» EXERCISE REQUIREMENTS
Please render every line of the records below as a Markdown table, with a column named Index for the row number and a column named Entry for the line, skipping blank lines.

» TASK DATA
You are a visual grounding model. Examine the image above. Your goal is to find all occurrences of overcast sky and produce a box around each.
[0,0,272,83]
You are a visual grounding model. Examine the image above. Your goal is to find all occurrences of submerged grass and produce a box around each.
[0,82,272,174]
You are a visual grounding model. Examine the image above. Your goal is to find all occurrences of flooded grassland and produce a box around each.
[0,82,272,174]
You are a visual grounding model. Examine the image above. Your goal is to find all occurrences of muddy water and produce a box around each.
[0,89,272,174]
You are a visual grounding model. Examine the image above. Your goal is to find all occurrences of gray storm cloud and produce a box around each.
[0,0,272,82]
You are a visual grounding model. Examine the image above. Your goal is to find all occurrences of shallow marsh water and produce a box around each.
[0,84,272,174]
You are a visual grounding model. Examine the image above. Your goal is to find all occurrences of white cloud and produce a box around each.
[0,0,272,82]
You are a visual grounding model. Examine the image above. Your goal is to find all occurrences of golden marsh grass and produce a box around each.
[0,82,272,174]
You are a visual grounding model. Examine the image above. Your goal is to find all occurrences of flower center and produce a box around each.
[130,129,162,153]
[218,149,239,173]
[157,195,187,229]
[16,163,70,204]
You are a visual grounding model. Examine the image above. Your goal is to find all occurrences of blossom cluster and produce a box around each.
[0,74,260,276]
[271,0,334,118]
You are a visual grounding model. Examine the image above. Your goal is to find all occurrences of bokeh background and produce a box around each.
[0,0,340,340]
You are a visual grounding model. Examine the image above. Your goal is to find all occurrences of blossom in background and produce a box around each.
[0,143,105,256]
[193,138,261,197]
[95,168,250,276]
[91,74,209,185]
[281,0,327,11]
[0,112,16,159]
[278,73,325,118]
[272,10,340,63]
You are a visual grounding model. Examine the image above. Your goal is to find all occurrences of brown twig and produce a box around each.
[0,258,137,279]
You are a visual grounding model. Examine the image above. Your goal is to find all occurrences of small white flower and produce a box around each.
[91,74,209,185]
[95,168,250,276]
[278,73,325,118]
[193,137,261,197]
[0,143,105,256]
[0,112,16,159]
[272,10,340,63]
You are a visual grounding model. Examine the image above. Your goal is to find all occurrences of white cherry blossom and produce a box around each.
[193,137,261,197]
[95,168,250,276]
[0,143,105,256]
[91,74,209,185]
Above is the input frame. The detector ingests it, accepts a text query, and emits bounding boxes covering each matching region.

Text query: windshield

» WRITTEN RESPONSE
| Index | Entry |
|---|---|
| 1 | You are a visual grounding model. Examine the image above. Your goal is to find all occurrences of overcast sky and produce a box around each. |
| 2 | [0,0,272,83] |
| 3 | You are a visual grounding model. Examine the image above. Your goal is to find all occurrences of submerged grass and produce a box around each. |
| 4 | [0,82,272,174] |
| 5 | You are a visual grounding model. Examine the image above. Your goal is to find all occurrences of flooded grassland and produce a box around each. |
| 6 | [0,82,272,174] |
| 7 | You are a visual grounding model. Examine the image above. Your goal is to find all occurrences of muddy water and produce a box around each. |
| 8 | [0,89,272,174] |
| 9 | You are a visual grounding model. Examine the image above. Your goal is to find all occurrences of gray storm cloud and produce a box around each. |
| 10 | [0,0,272,82] |
| 11 | You are a visual grounding model. Examine the image above. Your goal is to find all occurrences of shallow marsh water and produce a box around each. |
| 12 | [0,84,272,174] |
| 13 | You are a visual grounding model. Examine the image above. Your goal is to find all occurrences of white cloud and produce a box around each. |
| 14 | [0,0,272,82] |
| 15 | You are a visual grounding model. Examine the image above. Your goal is to find all occurrences of golden marsh grass and produce a box around each. |
| 16 | [0,82,272,174] |
| 17 | You are a visual grounding model. Examine the image above. Your goal is to find all occurrences of flower center and produce a box around each. |
| 18 | [130,129,162,153] |
| 19 | [218,149,239,173] |
| 20 | [157,195,187,229] |
| 21 | [16,163,70,204] |
| 22 | You are a visual grounding model. Examine the image above. Your goal is to find all occurrences of blossom cluster and produce a box around each. |
| 23 | [0,74,260,276] |
| 24 | [271,0,334,118] |
| 25 | You are a visual grounding model. Examine the image above. Your goal is to find all occurrences of bokeh background and produce a box around each. |
| 26 | [0,0,340,340] |
| 27 | You are a visual grounding model. Examine the image above. Your goal is to find all occurrences of blossom in background and produce a box around each. |
| 28 | [0,143,105,256] |
| 29 | [193,138,261,197] |
| 30 | [95,168,250,276] |
| 31 | [91,74,209,185] |
| 32 | [281,0,327,11] |
| 33 | [0,112,16,159] |
| 34 | [278,73,325,118] |
| 35 | [272,10,340,63] |
| 36 | You are a visual grounding model. Examine the image above. Your goal is to find all occurrences of brown twig and produce a box around each. |
| 37 | [0,258,137,279] |
| 38 | You are a visual grounding model. Examine the image above. Your goal is to find all occurrences of small white flower and produce a box around each. |
| 39 | [91,74,209,185] |
| 40 | [95,168,250,276] |
| 41 | [278,73,325,118] |
| 42 | [193,137,261,197] |
| 43 | [0,143,105,256] |
| 44 | [0,112,16,159] |
| 45 | [272,10,340,63] |
| 46 | You are a visual grounding model. Examine the image above. Your goal is to find all occurrences of white cherry blossom and produce a box around each. |
| 47 | [193,137,261,197] |
| 48 | [95,168,250,276] |
| 49 | [0,143,105,256] |
| 50 | [91,74,209,185] |
| 51 | Above is the input frame. The detector ingests it, accepts a text query, and emits bounding boxes covering each matching region. |
| 52 | Text query: windshield |